**INSTRUCTIONS FOR THE TASK**
Each of the entries beneath this task should be written out exactly.

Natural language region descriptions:
◇ ◇ ◇ ◇ ◇
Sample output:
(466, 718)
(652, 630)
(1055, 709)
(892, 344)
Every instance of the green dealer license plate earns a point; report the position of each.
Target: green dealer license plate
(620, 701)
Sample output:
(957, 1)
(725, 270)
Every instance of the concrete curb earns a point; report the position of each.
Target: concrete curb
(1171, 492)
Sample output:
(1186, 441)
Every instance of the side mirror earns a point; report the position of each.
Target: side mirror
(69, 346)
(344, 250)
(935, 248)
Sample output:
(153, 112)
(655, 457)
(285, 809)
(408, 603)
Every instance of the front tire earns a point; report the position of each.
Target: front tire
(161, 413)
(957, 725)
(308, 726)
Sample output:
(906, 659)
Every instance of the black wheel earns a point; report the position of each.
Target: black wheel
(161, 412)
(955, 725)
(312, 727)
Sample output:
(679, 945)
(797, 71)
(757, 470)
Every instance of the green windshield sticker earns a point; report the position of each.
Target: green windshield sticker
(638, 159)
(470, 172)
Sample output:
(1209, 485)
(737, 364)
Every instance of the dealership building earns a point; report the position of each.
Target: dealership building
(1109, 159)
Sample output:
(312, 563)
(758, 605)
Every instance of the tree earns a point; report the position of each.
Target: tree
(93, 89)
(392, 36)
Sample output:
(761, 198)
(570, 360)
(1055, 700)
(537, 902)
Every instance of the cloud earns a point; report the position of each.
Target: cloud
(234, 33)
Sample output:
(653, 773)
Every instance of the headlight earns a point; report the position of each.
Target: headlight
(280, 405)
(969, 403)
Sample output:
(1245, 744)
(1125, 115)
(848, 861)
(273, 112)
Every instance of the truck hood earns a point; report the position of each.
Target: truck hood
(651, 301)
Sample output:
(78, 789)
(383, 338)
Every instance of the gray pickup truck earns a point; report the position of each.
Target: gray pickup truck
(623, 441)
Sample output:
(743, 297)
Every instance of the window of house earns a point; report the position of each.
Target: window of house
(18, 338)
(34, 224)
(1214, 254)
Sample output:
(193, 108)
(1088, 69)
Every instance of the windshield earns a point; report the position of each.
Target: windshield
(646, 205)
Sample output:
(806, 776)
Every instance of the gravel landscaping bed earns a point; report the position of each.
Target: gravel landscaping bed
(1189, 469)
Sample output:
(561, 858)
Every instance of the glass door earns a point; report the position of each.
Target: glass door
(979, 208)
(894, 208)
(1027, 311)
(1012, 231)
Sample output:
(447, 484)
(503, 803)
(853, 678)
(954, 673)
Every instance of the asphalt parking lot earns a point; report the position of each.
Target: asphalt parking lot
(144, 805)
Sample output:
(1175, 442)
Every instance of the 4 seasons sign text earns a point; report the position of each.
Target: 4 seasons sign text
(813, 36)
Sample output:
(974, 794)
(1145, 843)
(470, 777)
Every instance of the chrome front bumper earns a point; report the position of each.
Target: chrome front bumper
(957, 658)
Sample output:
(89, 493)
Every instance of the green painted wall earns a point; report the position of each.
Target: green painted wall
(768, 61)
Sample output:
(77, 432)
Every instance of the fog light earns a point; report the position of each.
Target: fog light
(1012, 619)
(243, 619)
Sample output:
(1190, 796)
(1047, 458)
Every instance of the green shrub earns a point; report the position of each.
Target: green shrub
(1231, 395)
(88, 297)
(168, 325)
◇ ◇ ◇ ◇ ◇
**SOLUTION FOR THIS TASK**
Sample output:
(466, 718)
(652, 630)
(1055, 709)
(892, 344)
Every instance of the green dealer license plate earns a point; report the position of each.
Target: green dealer license plate
(620, 701)
Sample output:
(957, 1)
(725, 270)
Every instance of the concrete curb earns a point; report the position of each.
Target: concrete curb
(1171, 492)
Sample output:
(1186, 441)
Every instance of the side mirror earns a point; report the position of each.
Target: side mirror
(69, 346)
(344, 250)
(935, 248)
Sample output:
(153, 112)
(655, 457)
(285, 809)
(408, 603)
Every instance of the front tire earns a point; report the position of each.
Target: front tire
(161, 413)
(957, 725)
(308, 726)
Sample output:
(906, 659)
Every instance of the black wheel earns a point; report the position of each.
Target: black wheel
(161, 412)
(955, 725)
(312, 727)
Sample output:
(679, 945)
(797, 71)
(757, 470)
Every instance of the green windshield sticker earns a point; report the position of each.
Target: green windshield sticker
(638, 159)
(470, 172)
Sample output:
(1209, 485)
(737, 364)
Every instance of the dealership building earns a point; report the position of each.
Target: dealership building
(1109, 159)
Sample output:
(312, 563)
(758, 605)
Every instance of the tree earns a point; report the position of each.
Target: tree
(93, 89)
(392, 36)
Sample output:
(761, 198)
(570, 360)
(1055, 700)
(537, 902)
Every instance of the cloud earns a point; report the position of each.
Target: cloud
(234, 33)
Sample output:
(653, 773)
Every instance of the headlight earns a point; report the position of each.
Target: headlight
(280, 405)
(969, 403)
Sample output:
(1245, 744)
(1125, 115)
(848, 861)
(273, 112)
Every instance of the truck hood earns a point; report the position of each.
Target: truck hood
(651, 301)
Sample output:
(78, 789)
(383, 338)
Every instance of the gray pickup truck earns a point; report the position of each.
Target: gray pickup truck
(623, 441)
Sample output:
(743, 297)
Every instance of the window of house earns a point; report the position of each.
Target: window of house
(18, 338)
(34, 224)
(1214, 254)
Sample output:
(193, 108)
(1088, 69)
Every instance of the windshield earns a point; report the position of each.
Target: windshield
(646, 205)
Sample output:
(806, 776)
Every instance of the gravel landscaping bed earns a point; report the position of each.
Target: gravel landscaping bed
(1189, 469)
Sample output:
(561, 858)
Every instance of the glass door earns a point; report the position of each.
Target: glass door
(979, 208)
(894, 208)
(1027, 311)
(1012, 231)
Sample output:
(447, 484)
(503, 803)
(853, 678)
(954, 673)
Every instance of the asphalt parking lot earns a point; report the position of each.
Target: asphalt parking lot
(144, 805)
Sample output:
(1175, 442)
Every instance of the 4 seasons sign text earns a point; report the position of each.
Target: 4 seasons sign text
(813, 36)
Sample output:
(974, 794)
(1145, 843)
(470, 777)
Every instance of the chrome front bumper earns a point; report the position of each.
Target: chrome front bumper
(957, 658)
Sample output:
(89, 493)
Every instance of the green painted wall earns a point; report the position of each.
Target: green painted wall
(768, 61)
Sample output:
(77, 432)
Every instance of the fog light earns a point; report the position of each.
Target: fog light
(1012, 619)
(243, 619)
Sample output:
(1190, 796)
(1047, 458)
Every instance of the green shrub earns a point; report the position of each.
Target: green shrub
(1231, 395)
(88, 297)
(168, 325)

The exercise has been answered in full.